**Work to be completed**: Reproduce, word for word, the lines of the data below from the line holding "leaning tower, one line per instance." through the line holding "Phrase: wooden wagon wheel", including both of those lines. Leave out any pictures.

Begin

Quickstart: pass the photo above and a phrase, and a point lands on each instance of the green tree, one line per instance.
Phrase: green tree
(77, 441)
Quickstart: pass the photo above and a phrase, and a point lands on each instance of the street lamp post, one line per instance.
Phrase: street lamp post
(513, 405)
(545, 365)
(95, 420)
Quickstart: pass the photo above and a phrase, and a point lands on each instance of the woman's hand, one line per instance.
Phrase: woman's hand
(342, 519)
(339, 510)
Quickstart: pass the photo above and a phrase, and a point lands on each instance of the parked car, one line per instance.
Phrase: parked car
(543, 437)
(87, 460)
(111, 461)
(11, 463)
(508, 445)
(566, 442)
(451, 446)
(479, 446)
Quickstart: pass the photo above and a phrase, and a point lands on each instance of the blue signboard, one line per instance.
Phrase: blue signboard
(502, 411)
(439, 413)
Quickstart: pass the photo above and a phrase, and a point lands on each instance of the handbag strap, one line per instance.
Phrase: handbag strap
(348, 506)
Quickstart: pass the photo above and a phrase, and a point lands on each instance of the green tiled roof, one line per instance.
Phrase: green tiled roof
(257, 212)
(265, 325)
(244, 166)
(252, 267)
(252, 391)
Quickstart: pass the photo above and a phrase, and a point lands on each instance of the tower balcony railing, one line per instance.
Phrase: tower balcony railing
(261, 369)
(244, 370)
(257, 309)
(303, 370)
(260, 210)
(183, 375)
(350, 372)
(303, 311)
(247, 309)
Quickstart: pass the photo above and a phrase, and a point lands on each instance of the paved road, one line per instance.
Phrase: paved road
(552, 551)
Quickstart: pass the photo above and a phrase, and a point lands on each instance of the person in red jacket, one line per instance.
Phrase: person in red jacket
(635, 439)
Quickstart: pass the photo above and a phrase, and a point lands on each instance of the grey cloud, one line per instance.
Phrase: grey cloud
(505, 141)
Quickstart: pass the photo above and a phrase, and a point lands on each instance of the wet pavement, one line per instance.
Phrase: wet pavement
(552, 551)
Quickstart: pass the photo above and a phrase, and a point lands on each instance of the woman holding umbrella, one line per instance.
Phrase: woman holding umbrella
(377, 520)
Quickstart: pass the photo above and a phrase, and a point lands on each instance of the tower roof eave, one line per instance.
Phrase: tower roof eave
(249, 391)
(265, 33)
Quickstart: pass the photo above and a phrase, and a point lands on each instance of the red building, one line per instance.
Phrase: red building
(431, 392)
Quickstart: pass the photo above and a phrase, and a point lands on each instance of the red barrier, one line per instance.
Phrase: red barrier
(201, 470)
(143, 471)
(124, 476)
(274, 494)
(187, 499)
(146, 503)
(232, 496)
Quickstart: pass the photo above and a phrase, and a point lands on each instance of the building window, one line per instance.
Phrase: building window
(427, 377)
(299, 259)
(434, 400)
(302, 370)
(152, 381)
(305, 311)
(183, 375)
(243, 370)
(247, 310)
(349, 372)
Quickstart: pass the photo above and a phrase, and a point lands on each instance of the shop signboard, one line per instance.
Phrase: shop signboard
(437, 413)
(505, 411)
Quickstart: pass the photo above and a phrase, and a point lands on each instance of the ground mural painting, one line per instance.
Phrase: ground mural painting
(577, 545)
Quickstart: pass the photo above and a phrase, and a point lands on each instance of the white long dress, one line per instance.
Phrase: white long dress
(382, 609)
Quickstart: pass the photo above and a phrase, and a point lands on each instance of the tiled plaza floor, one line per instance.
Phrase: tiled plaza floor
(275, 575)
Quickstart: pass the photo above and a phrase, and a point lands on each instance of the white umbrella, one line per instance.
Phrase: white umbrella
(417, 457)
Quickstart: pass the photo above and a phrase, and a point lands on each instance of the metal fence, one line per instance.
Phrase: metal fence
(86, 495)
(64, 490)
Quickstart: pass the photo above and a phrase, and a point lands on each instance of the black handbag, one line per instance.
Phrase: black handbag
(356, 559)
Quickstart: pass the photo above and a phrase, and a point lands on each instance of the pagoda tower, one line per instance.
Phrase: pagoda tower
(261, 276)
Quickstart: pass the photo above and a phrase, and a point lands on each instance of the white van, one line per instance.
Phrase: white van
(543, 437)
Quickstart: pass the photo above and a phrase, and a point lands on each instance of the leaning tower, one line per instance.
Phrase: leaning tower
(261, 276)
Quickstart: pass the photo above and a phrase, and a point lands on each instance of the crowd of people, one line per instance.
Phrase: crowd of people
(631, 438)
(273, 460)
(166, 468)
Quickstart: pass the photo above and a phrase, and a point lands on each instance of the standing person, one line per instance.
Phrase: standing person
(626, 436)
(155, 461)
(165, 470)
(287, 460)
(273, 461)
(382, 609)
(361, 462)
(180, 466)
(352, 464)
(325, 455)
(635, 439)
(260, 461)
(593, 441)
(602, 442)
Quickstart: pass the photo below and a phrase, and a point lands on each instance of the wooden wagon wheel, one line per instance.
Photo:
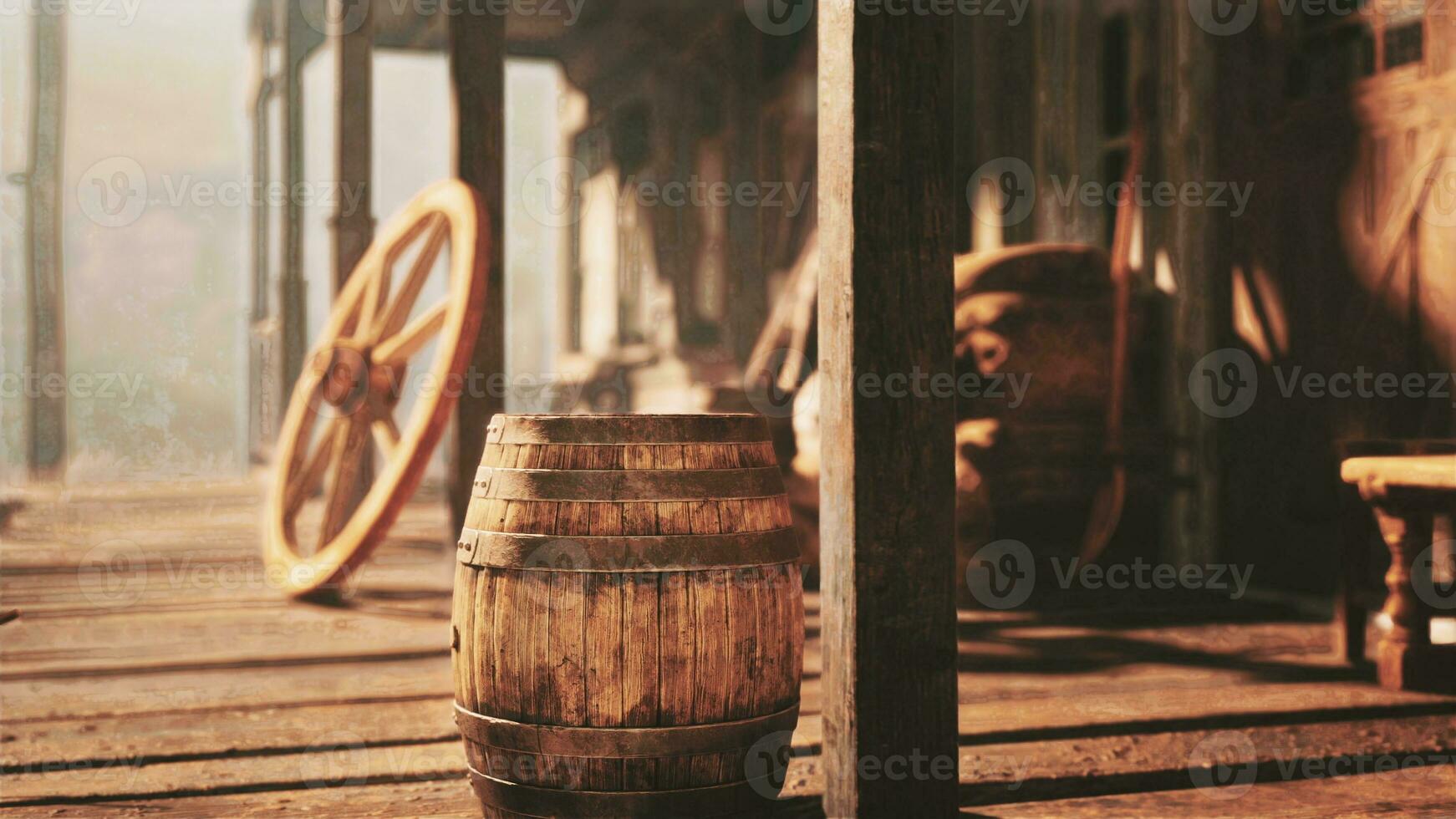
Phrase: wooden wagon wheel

End
Begin

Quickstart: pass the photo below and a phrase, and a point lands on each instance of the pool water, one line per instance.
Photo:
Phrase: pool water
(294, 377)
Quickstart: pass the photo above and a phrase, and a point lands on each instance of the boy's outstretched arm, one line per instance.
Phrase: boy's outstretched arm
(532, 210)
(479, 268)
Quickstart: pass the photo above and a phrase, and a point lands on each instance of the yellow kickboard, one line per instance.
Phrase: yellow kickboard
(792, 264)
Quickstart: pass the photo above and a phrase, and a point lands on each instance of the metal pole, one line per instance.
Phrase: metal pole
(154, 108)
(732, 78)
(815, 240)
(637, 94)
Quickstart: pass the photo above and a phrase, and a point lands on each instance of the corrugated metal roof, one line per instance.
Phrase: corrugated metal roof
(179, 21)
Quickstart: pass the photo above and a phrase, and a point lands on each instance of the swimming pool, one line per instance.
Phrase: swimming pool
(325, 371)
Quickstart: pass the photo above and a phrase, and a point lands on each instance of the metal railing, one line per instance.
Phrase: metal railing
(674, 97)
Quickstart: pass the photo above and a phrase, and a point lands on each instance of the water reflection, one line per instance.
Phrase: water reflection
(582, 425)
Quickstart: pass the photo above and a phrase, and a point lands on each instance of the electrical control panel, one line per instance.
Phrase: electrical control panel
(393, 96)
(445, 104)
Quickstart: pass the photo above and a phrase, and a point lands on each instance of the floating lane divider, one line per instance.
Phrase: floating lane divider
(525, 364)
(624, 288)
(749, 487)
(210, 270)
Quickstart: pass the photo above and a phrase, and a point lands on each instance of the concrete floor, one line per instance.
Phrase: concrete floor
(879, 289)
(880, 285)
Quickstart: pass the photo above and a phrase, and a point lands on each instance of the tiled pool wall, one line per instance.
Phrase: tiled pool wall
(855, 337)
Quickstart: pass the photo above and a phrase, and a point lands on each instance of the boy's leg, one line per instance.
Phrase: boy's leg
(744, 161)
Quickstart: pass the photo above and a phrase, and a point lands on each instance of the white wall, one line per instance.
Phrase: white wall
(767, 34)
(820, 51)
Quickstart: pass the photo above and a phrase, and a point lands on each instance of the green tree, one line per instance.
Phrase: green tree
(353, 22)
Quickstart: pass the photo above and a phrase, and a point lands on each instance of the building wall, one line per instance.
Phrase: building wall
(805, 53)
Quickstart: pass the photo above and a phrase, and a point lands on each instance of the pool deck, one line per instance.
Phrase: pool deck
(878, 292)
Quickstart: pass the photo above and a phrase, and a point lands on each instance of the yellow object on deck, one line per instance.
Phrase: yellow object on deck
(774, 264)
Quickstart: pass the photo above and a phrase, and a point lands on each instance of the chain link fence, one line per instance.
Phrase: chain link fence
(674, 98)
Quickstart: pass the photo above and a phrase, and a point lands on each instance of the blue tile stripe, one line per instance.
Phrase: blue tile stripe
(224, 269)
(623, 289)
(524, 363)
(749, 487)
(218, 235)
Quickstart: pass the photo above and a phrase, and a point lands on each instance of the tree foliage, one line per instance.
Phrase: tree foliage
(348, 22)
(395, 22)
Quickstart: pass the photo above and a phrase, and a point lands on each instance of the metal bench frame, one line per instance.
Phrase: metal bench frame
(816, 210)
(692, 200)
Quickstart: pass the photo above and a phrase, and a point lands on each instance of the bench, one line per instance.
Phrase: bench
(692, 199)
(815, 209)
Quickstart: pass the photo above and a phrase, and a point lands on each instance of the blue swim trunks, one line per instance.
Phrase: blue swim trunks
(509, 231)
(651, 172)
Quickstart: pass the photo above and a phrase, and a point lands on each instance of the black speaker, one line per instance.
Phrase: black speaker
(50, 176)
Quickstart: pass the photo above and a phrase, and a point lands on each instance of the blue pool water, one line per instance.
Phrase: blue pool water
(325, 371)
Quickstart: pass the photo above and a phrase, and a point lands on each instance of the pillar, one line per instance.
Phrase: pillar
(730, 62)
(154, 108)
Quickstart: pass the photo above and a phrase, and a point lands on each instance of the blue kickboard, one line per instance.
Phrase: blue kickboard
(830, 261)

End

**Response**:
Quickstart: pass the photo above and a phrase, and a point lands on each instance of the leaning tower, one line per instance.
Phrase: leaning tower
(261, 276)
Quickstart: pass the photo above and a phrase, and a point lands on each instance of the crowd of people, one line per instance.
Phrase: crowd of people
(631, 438)
(273, 460)
(166, 468)
Quickstart: pass the photo above and a phrase, and a point lands on each instance of the standing person, one line per instance.
Phrase: standing person
(626, 436)
(155, 461)
(165, 470)
(287, 460)
(273, 461)
(382, 609)
(361, 462)
(180, 466)
(352, 464)
(325, 455)
(635, 439)
(260, 461)
(593, 441)
(602, 442)
Quickstart: pass the photo below and a phrase, and a point lands on each instance of the wooden wagon wheel, one line per instance.
Photo:
Phrase: wooden wagon wheel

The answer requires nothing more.